[Materials provided]
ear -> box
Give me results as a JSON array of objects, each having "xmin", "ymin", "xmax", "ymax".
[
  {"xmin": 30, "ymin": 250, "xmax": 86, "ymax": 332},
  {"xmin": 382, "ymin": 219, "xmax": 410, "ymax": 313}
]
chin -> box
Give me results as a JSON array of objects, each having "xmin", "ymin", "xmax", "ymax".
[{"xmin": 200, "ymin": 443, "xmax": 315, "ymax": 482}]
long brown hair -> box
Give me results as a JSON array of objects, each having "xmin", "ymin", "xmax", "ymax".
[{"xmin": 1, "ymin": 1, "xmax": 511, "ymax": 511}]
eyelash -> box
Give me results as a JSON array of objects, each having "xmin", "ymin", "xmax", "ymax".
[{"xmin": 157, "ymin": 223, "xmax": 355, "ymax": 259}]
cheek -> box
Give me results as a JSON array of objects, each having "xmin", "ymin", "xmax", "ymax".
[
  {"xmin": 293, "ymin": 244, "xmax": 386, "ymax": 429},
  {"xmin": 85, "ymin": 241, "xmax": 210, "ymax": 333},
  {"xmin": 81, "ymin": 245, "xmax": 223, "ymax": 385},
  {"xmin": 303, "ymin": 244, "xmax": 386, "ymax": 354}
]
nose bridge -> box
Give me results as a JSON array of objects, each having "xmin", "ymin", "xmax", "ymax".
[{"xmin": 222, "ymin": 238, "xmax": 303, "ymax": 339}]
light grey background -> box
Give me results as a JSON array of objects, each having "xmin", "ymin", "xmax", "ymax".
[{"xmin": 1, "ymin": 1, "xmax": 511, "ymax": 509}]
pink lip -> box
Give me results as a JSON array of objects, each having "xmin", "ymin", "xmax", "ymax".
[/Materials provided]
*Work required*. Retype all of the records above, keeping them identical.

*Solution for this problem*.
ear -> box
Give me results as a JSON array of objects, each having "xmin", "ymin", "xmax", "ymax".
[
  {"xmin": 30, "ymin": 250, "xmax": 86, "ymax": 332},
  {"xmin": 382, "ymin": 219, "xmax": 410, "ymax": 313}
]
chin -> box
Give me results as a JSON array of objects, each having "xmin", "ymin", "xmax", "ymax".
[{"xmin": 200, "ymin": 443, "xmax": 315, "ymax": 482}]
long brown hair -> box
Give me results as a JSON array of objects, each having "xmin", "ymin", "xmax", "ymax".
[{"xmin": 1, "ymin": 1, "xmax": 511, "ymax": 511}]
eyelash -> box
Give me results as a JSON array of objects, each having "xmin", "ymin", "xmax", "ymax".
[{"xmin": 157, "ymin": 223, "xmax": 355, "ymax": 259}]
cheek -> box
Give me results as a JSON array of objects, each having "xmin", "ymin", "xmax", "ymax".
[
  {"xmin": 293, "ymin": 244, "xmax": 386, "ymax": 429},
  {"xmin": 85, "ymin": 241, "xmax": 210, "ymax": 333},
  {"xmin": 81, "ymin": 245, "xmax": 223, "ymax": 385},
  {"xmin": 303, "ymin": 244, "xmax": 386, "ymax": 354}
]
nose bridge -> box
Give me results as a JSON array of objects, each having "xmin", "ymin", "xmax", "ymax".
[{"xmin": 222, "ymin": 238, "xmax": 303, "ymax": 339}]
light grey background -> box
Give me results as a JSON array of objects, each having "xmin", "ymin", "xmax", "ymax".
[{"xmin": 1, "ymin": 1, "xmax": 511, "ymax": 509}]
pink lip -> box
Give me results as a JSON array of objects, each having "xmin", "ymin", "xmax", "ymax".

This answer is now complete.